◆ **Short exercise 1**
According to the passage on César Manrique and Lanzarote below, who called Jameos del Agua "The Eighth Wonder of the World"?
◆ **Short exercise 2**
Carry on the passage about César Manrique's monuments on Lanzarote from its final sentence.

◆ **Provided passage**

※

Jun 30

César Manrique

César Manrique And The island Of Lanzarote

By Sue Almond.

The Tate galley in London has some of his paintings, he had an exhibition at the Catherine Viviano Gallery in new York in the 1960s and has enjoyed fame in many parts of the world, as well as in Spain, but César Manrique’s most unique legacy must surely be the very special seven monuments that he created on the island of his birth, Lanzarote.

Jameos del Agua

Jameos del Agua

The first of these was Jameos del Agua, in the north of the island, which Rita Hayworth described as ‘The Eighth Wonder of the World’.
It is built in several natural ‘jameos’, which are formed as bubbles in the lava during volcanic eruptions and exposed only when the roofs collapse leaving crater-like grottos of various sizes. Here, in the Casa de Volcanes, and at Timanfaya (The Fire Mountain), the island hosts students of Vulcanology from all over the world and these two sites are home to a comprehensive collection of instruments for measuring volcanic activity. The gardens, swimming pool (where only the King of Spain has exclusive swimming rights) the restaurant and the lava tunnel, which is home to tiny blind white crabs that exist elsewhere only at great depths in the ocean, are a magnificent triumph of nature and architectural imagination.

Taro de Tahiche

Taro de Tahiche

In the same year he build his house, Taro de Tahiche, in five smaller jameos, where he lived until 1987, when he moved to Haria. Above ground it is constructed of local materials and in typical Canarian style. His house is now the headquarters of the foundation that bears his name and continues to support his ideal, that the island should not be overdeveloped and that traditional building methods and materials should continue to be used. It is also the permanent home of his own personal art collection including original works by Picasso and Miró, as well as some of Manrique´s own paintings and designs.

Castillo San José

Castillo San José

More art of similar importance can be found at Castillo San José which was turned into a modern art gallery by Manrique in1976.

※

[Object point labels]
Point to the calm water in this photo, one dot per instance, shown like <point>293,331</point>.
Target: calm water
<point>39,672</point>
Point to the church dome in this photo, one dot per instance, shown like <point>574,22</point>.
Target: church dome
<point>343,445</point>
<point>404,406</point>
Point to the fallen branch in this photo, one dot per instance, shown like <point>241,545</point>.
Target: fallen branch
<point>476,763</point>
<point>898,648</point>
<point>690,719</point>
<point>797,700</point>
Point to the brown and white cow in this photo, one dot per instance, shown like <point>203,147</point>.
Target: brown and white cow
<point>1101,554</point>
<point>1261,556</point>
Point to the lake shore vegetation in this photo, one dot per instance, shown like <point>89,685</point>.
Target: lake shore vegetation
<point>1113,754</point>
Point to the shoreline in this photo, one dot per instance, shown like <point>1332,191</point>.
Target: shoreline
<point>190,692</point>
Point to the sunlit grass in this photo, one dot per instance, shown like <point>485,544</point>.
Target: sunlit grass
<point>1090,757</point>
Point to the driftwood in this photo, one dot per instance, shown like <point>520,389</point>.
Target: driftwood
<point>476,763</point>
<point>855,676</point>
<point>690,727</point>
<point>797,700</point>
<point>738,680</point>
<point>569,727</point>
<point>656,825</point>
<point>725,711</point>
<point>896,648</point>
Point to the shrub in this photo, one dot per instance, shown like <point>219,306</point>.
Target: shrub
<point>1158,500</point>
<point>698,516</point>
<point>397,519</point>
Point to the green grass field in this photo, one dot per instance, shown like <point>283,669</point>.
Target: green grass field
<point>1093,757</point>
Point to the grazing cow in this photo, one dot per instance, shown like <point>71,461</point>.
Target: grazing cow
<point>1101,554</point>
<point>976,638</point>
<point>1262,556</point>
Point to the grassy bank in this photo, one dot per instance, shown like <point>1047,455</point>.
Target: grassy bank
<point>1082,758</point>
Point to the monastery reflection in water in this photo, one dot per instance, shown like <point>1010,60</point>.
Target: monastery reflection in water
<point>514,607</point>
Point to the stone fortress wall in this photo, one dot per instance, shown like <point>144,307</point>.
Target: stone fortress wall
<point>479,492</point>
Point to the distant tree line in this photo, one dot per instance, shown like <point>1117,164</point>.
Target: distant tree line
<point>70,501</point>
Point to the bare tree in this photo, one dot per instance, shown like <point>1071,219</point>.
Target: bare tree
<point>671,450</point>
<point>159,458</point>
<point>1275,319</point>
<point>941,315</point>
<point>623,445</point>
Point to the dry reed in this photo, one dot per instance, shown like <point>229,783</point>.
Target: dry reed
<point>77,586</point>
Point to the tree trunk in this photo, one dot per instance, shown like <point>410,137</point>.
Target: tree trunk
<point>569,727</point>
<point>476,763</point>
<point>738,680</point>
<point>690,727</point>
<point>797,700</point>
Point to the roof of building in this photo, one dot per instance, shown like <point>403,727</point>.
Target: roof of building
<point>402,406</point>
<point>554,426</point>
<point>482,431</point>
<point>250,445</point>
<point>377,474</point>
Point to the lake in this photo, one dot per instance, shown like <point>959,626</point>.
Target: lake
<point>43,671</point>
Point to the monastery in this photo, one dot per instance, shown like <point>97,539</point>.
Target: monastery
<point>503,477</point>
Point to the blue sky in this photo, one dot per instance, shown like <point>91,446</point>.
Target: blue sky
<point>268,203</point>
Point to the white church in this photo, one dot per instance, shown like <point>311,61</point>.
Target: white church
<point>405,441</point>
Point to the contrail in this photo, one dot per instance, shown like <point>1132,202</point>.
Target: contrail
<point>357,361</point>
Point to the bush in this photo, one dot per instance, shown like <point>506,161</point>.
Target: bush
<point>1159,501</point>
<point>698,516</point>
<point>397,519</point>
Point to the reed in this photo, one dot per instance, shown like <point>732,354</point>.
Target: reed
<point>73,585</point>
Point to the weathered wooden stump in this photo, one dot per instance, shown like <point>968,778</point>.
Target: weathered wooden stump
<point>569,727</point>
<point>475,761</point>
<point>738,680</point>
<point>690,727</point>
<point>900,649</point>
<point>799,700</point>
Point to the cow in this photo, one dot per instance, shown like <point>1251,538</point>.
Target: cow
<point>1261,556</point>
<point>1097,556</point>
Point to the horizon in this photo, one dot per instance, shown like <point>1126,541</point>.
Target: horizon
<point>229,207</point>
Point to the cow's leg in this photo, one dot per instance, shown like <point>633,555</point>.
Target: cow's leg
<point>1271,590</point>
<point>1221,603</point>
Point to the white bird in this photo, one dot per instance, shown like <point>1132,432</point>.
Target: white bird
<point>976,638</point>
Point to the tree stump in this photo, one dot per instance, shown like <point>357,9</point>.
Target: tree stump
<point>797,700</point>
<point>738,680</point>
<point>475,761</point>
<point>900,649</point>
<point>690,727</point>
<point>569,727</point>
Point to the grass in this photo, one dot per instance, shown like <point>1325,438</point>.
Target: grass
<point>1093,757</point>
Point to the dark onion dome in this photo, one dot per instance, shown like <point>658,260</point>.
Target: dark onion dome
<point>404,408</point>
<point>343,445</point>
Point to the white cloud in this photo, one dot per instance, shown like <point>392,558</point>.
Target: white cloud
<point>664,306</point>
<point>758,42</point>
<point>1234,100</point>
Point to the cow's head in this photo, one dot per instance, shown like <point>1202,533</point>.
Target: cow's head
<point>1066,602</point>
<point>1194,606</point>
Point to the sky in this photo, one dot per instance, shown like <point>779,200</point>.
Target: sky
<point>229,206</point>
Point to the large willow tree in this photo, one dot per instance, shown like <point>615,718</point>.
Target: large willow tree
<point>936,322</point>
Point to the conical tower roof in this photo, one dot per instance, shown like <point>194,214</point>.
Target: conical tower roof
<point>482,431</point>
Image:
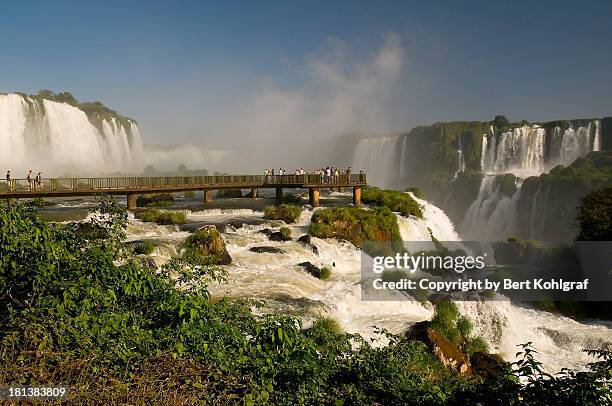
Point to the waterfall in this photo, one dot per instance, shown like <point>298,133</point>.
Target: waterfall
<point>522,152</point>
<point>378,157</point>
<point>597,137</point>
<point>59,139</point>
<point>460,160</point>
<point>518,151</point>
<point>492,215</point>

※

◆ **Written reply 1**
Rita Hayworth

◆ **Written reply 2**
El Monumento Fecúndidad al Campesino Lanzaroteño, a 15 meter statue in the geographical centre of the island was controversial in its day but is Manrique’s tribute to the industry and ingenuity of the farmers on this arid island.

Monumento al Campesino

Monumento al Campesino

El Diablo Restaurant in the Timanfaya National park was built in 1970 and as it was impossible to hide the edifice he designed it using round shapes to blend in with the landscape.
El Mirador del Rio was built in 1973, on the site of a gun emplacement built at the end on the 19th Century, It has simple but aesthetic lines and the sculpture, created on site, was not just to please the eye but to absorb sound in such a large space.

Mirador del Rio

Mirador del Rio

The Cactus Garden was the last of his seven major works on the island, completed in 1991 in an old quarry where the volcanic material used to protect the soil from the sun had been excavated by farmers. It is a stunning vista of literally thousands of plants on terraces and between water features and natural rocks.

Cactus Garden

Cactus Garden

Born in Arrecife, in 1919 he first studied surveying and architecture. He was conscripted at the time of the Spanish Civil war, 1936, which, as a sensitive, artistic person he found horrific. When he returned from the fighting he is said to have gone onto the roof and symbolically burned his uniform. He went to Madrid in 1945 to study at ‘La Escuela de Belles Artes de San Fernando’ and graduated from there in 1950. He found fame in Madrid, and then the rest of Spain and Europe and, later, particularly in Japan and the USA.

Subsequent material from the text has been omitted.